Two commemorative events took place in the borough this month to mark Holocaust Memorial Day on the 27 January 2022 and also the 80th anniversary of the Association of Jewish Refugees (AJR).
To mark their milestone anniversary the AJR launched their ‘80 Trees for 80 Years’ project which will see 80 native oak trees planted around Britain in honour of the people and places that symbolise the enormous contribution made to every walk of British life by refugees who escaped from Nazi Europe.
Ashford Borough Council was honoured to be invited to take part in this special tree planting and the village of Woodchurch was selected as a location due to its contribution in welcoming Jewish refugee children during the Second World War.
In the 1930s, 70,000 refugees, including approximately 10,000 children on the Kindertransport (German for children’s transport) arrived in Great Britain from Nazi-occupied Europe. Following an advertisement in the London Times, Great Engeham Farm in Woodchurch was established in June 1939 for housing Jewish refugee children.
Combining productive agriculture training with education, Great Engeham Farm gave many young Jewish refugees a purpose and occupation. Some 300-350 children aged 13-16 passed through the camp before moving to Devon in November 1939, when Kent was designated off-limits to enemy aliens.
The tree at Woodchurch was sponsored by Margot Fraser, an AJR member and will act as a platform for telling the story of Britain’s Jewish refugees and celebrating their remarkable contribution to British life. It will also form part of The Queen’s Green Canopy, the unique tree planting initiative which will mark Her Majesty’s Platinum Jubilee in 2022, whose organisers have adopted the AJR’s project as a “wonderful initiative”.
Cllr Callum Knowles, Mayor of Ashford said “The tree is a poignant reminder of the contribution that the Jewish refugees have made to British society and celebrates 80 years of the AJR.
We at Ashford Borough Council feel most humbled to be invited to participate in this significant commemoration and we thank our tree sponsor, Margot Fraser for her kind generosity”
AJR CEO, Michael Newman OBE said “As well as helping to mark the heritage of our members and a place of historic interest associated with them, the planting of this tree enables the AJR to give back to and create a living legacy within the country that became home to the Jewish refugees
Britain’s native oak trees are in decline and new trees are desperately needed.
We hope these 80 special trees will be appreciated by future generations and provide natural habitats for other native species for many decades to come.”
The AJR is a national charity providing social and welfare services to Holocaust refugees and survivors in the UK. To find out more about the AJR and the 80 Trees for 80 Years project go to www.ajr.org.uk
During the afternoon of Holocaust Memorial Day, The Mayor of Ashford visited the Anne Frank Tree in Memorial Gardens, accompanied by fellow councillors, Cllr Matthew Forest, Cllr David Smith and Cllr Paul Clokie. Here a posy was laid whilst sharing a moment of reflection.
Unfortunately, due to COVID concerns this year’s events were not publicly advertised, however, we welcome the local community to visit the Woodchurch ‘80 Trees for 80 Years’ AJR tree and the Anne Frank Tree in Memorial Gardens, Ashford should they wish.

Stored data entries:

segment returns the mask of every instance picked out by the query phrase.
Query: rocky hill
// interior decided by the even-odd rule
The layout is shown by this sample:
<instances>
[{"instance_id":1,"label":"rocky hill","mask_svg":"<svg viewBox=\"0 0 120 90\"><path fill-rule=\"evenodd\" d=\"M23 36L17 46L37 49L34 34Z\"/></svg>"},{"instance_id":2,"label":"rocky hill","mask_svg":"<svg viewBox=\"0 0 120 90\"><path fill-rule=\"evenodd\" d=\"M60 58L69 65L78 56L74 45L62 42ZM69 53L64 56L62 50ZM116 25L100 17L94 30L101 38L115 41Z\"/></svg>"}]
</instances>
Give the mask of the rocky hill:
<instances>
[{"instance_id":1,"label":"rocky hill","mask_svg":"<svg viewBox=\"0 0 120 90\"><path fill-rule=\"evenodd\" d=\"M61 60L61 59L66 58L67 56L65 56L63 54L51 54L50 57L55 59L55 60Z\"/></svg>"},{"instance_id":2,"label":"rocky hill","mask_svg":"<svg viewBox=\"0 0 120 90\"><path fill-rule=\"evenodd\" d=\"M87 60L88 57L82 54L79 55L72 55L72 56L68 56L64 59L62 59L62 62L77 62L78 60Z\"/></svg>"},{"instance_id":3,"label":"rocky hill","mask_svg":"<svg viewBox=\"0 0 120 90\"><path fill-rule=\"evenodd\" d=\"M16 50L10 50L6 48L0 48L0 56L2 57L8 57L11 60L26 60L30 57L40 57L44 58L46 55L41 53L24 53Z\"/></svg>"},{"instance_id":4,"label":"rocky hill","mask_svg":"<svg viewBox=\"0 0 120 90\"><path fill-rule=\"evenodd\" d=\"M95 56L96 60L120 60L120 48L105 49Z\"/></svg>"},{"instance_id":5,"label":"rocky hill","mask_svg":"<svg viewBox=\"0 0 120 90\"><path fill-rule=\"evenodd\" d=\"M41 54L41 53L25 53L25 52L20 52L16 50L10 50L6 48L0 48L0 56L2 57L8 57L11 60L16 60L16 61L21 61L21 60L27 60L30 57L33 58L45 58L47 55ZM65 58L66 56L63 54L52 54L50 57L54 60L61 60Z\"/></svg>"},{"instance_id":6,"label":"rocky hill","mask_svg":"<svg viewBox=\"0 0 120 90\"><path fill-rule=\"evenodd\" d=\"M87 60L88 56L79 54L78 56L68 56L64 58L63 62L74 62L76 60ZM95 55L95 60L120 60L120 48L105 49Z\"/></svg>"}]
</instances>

# [PROBLEM TO WORK ON]
Can you turn the paragraph of the commemoration article that begins "Combining productive agriculture training" into a short list that keeps its main facts? You won't need the records here.

# [ANSWER BOX]
- Great Engeham Farm combined productive agriculture training with education.
- It gave many young Jewish refugees a purpose and occupation.
- About 300–350 children aged 13–16 passed through the camp.
- In November 1939 they moved to Devon, when Kent was designated off-limits to enemy aliens.